*** Opening EXERCISE TEXT ***
Objective: We compared fluid-based cytologies (FBC) with conventional Papanicolaou (Pap) tests (CT) to determine if either is superior.
Study design: This was a systematic review of original research reports evaluating both CT and FBC with respect to specimen adequacy, comparison with a reference standard, or both. Two reviewers independently reviewed the titles, abstracts, and full articles to determine inclusion status, with differences resolved by consensus with a third author. Risk differences (RD) between occurrence rates for FBC and CT were used for the specimen adequacy data. Sensitivity and specificity were pooled independently and weighted by the inverse of the variance using a random effects model.
Data sources: Studies published between 1985 and November 1999 were identified from MEDLINE, Best Evidence, EMBASE, Biological Abstracts/RRM, and The Cochrane Library.
*** Closing EXERCISE TEXT ***
WHAT YOU NEED TO DO:
**1)** In the cytology abstract, which publication period did the identified studies come from?
**2)** Write a continuation of the cytology abstract that picks up after its last sentence.
*** Opening DATA TO EXAMINE ***
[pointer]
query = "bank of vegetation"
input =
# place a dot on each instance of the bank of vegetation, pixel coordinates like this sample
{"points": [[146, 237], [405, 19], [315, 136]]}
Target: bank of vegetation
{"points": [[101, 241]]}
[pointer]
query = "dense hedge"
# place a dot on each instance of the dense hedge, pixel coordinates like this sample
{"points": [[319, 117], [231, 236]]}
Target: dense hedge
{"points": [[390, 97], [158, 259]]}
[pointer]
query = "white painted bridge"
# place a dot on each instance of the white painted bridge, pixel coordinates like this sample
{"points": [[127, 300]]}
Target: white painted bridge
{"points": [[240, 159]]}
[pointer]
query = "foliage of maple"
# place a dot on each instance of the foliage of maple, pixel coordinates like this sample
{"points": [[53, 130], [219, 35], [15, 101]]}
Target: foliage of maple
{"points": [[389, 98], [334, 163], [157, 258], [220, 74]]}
*** Closing DATA TO EXAMINE ***
*** Opening DATA TO EXAMINE ***
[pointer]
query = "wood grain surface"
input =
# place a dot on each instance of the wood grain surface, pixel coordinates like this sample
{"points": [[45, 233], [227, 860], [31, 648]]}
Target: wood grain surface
*** Closing DATA TO EXAMINE ***
TASK RESULTS:
**1)** Studies published between 1985 and November 1999.

**2)**
Outcomes measured: Sensitivity, specificity, area under the receiver operating characteristic curve (AuROC), and the proportion of satisfactory, unsatisfactory, and "satisfactory but limited by" test results were measured.
Results: There was no significant difference in AuROC (P = .37). FBC specimens were more likely to be satisfactory (RD=0.06; 95% confidence interval [CI], 0.03-0.09) or to have absent endocervical cells (RD=0.06; 95% CI, 0.02-0.10) but had 10% fewer "satisfactory but limited by - other" reports (RD = -0.10; 95% CI, -0.14 to -0.06). There was no difference in unsatisfactory Pap test results.
Conclusions: For most women there is no reason to replace CT with FBC. For women at high risk of cervical cancer or who are screened infrequently, the possible increase in FBC sensitivity may outweigh the potential harms from additional false positives.